### [Written problem 1]
In the homeschool article, name each thing it lists to consider when taking stock of your current homeschool.

### [Extract]
Six Steps to Turn the Homeschool You Have into the Homeschool You Really Want
Reinventing your homeschool is just part of the process, but this six-step process will help your homeschool grow in the ways that work best for your family.
1. Understand What You Really Want
The first step to getting what you want is knowing what you really want. That sounds simple, but this is where people often get hung up on vague ideas or not-quite-thought-out scenarios.
How do you want your homeschool to feel? What do you want it to accomplish? Life coach Erin Michaelson recommends borrowing a trick from the home decorating world and creating an inspiration board for your homeschool. “Choose images and words that reflect the way you want your homeschool to feel,” says Michaelson. “Don’t overthink it — just grab the images that appeal to you and start pinning them on a wall or Pinterest board.”
Your dream board may look different from what you imagined — maybe you had visions of a nature-centered Waldorf environment, but all your pictures are of cozy book nooks. That’s okay, says Michaelson. “Often, we don’t know exactly what we’re looking for until we start to pin it down. Sometimes, that disconnect can make us feel permanently dissatisfied because we haven’t taken the time to understand what we really want — we’re working toward the wrong things and trying to figure out why we’re so unhappy.” Really focus on what you want — not on what seems affordable, or reasonable, or doable in your current situation. This is your chance to dream big.
2. Know Where You Are
You need to know where you are before you can figure out how to go anywhere.
You probably spend a lot of time thinking about what you’d like your homeschool to be, but it’s equally important to understand where you are. Start another inspiration board to capture your current homeschool life: What is a typical day like? What do you do all day? How do you feel? How does your day look? Find words and pictures that reflect your homeschool as it actually is right now — and be honest. There will probably be good parts and parts that aren’t so photogenic — that’s okay. Go ahead and include what feels true, which may include messes and arguments, unfinished projects and kids playing video games all day. This is where you are, and it’s essential to have a clear picture of where exactly that is.
You probably have a clear idea of the things that aren’t going right, and that’s part of this project. But don’t neglect the things that are working for you, whether it’s little things like finally finding the perfect pencil sharpener or bigger-picture things like figuring out the right bedtime routine. Here are some things to consider:
Curriculum. Think both about the curriculum you are using and the subjects where you aren’t using curriculum. What’s working? What isn’t? What’s getting done, and what’s perpetually on your yeah-I-should-really-get-around-to-that list? What do your kids look forward to, and what do they dread?
Routine. What do your mornings look like? How do your afternoons feel? How do your days wind up? Pay attention to the parts of your routine that work really well and to the parts that aren’t really working. When do you feel the happiest? When is everyone the most productive? Definitely consider the parts of your day that fall under the traditional homeschool umbrella — the times when you are learning or working in focused ways — but give attention to the rest of your day, too, which is an important part of your family’s regular routine.
Yourself. This is one of those things that you might not usually give a lot of your energy to thinking about, but how you feel about yourself can play an important role in your homeschool. How do you feel during the day? What do you look like? What’s the first thing you think about in the morning and the last thing on your mind before you go to sleep?

(Labeled-object pointing entries)
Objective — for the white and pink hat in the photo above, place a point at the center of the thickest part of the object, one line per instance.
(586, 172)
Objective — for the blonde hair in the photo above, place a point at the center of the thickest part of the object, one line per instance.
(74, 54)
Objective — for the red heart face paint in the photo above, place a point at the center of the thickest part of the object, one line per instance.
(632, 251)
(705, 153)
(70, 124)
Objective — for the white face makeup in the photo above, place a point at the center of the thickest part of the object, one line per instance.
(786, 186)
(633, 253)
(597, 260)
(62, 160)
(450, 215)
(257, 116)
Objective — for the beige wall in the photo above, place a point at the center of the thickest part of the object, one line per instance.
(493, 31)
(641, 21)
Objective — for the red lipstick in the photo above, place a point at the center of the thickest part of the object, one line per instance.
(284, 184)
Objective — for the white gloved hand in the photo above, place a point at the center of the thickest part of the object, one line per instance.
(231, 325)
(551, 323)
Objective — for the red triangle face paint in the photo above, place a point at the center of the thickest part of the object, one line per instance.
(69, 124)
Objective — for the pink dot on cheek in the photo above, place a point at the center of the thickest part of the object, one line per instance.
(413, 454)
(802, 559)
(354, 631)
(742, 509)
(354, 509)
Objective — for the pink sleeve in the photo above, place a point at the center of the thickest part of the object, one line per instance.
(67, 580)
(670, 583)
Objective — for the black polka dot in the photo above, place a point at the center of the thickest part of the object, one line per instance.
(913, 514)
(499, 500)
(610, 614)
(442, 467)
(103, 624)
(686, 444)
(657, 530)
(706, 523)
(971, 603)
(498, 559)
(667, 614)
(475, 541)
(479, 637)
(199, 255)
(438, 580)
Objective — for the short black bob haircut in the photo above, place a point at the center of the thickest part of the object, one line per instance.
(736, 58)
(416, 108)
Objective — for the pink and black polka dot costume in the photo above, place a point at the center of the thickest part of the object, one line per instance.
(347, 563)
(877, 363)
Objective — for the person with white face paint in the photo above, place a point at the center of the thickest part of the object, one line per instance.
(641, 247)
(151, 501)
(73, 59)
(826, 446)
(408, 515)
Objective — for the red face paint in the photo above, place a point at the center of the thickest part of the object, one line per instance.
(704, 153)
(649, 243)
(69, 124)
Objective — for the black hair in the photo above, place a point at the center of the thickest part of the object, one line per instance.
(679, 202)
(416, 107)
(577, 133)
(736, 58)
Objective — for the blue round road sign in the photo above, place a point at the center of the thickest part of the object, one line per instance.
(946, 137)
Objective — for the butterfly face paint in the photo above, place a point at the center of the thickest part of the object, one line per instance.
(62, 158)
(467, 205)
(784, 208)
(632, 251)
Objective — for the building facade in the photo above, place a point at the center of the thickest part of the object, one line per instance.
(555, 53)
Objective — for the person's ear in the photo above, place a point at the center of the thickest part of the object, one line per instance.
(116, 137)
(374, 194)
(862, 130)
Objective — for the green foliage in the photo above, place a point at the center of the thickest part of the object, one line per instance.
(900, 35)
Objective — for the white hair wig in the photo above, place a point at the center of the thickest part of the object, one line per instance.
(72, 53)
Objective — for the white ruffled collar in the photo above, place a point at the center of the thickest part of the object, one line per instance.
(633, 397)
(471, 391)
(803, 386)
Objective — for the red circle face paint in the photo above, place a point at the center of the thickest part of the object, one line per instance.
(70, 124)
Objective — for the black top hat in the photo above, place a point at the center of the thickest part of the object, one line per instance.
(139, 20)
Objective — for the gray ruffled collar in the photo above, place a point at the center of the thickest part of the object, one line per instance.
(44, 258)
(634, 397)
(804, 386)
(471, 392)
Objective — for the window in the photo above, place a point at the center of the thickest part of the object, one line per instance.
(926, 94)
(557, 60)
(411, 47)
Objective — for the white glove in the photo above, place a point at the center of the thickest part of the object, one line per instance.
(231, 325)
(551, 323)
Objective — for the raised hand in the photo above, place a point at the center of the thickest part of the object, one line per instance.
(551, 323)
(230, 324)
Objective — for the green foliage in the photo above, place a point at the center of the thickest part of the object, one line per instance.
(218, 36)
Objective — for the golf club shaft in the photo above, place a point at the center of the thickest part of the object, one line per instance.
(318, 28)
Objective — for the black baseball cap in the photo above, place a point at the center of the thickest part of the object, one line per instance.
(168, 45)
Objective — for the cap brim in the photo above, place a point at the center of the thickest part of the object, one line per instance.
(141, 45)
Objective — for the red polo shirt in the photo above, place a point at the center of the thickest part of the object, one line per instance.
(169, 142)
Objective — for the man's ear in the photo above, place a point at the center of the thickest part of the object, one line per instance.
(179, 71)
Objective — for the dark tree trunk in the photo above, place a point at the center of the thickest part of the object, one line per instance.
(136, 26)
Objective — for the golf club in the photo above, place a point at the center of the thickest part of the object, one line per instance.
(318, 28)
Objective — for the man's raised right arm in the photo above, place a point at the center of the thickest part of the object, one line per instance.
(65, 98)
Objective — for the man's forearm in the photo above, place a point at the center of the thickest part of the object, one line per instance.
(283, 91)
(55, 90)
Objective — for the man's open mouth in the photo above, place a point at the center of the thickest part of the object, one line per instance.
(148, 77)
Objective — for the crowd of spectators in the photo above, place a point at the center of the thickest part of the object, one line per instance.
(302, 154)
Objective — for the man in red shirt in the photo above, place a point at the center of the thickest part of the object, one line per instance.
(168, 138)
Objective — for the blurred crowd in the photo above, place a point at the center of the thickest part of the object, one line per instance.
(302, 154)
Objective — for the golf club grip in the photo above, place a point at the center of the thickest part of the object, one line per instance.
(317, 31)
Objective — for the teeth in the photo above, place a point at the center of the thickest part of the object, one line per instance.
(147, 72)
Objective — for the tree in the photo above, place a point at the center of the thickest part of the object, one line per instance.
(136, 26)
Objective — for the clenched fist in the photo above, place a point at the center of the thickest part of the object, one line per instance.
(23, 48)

### [Written problem 2]
Reproduce the records word for word, starting at the line that contains "Objective — for the tree" and continuing through the end of the records, with that first line included.

### [Written answer 1]
Curriculum, Routine, Yourself

### [Written answer 2]
Objective — for the tree in the photo above, place a point at the center of the thickest part of the object, one line per instance.
(136, 26)
Objective — for the clenched fist in the photo above, place a point at the center of the thickest part of the object, one line per instance.
(23, 48)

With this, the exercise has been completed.